Try it: Among the records below, the line containing "Where can the baby's leg" marks the start. Output it and all lines after it exactly.

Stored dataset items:

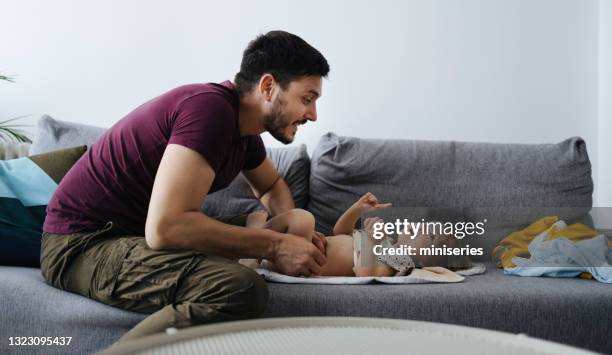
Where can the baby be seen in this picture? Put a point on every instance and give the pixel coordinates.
(345, 256)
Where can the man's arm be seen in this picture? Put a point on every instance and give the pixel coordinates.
(270, 188)
(273, 192)
(174, 220)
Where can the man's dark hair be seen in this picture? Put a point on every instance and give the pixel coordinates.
(284, 55)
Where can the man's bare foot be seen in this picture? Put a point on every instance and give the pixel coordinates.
(257, 219)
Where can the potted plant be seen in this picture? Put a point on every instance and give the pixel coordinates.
(9, 131)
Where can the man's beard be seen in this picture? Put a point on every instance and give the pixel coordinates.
(277, 121)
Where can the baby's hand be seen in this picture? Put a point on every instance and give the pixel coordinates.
(369, 202)
(257, 219)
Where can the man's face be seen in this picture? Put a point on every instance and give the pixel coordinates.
(293, 107)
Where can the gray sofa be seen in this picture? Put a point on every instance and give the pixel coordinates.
(509, 183)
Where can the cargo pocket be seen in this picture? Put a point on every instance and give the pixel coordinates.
(146, 280)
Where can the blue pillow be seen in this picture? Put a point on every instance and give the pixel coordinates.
(26, 186)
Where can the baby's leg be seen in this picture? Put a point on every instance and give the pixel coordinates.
(296, 221)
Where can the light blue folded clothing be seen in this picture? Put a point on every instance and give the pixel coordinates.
(564, 258)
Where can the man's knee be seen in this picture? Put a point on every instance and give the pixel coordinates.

Answer for the task:
Where can the baby's leg be seen in this picture? Put a point on every instance and give the pixel coordinates.
(296, 221)
Where can the light blue folded clothing be seen in this picture? Put a point on every instance and give the pixel coordinates.
(564, 258)
Where can the man's knee be seen in this picture? Put a point on every instance and give the pixel coordinates.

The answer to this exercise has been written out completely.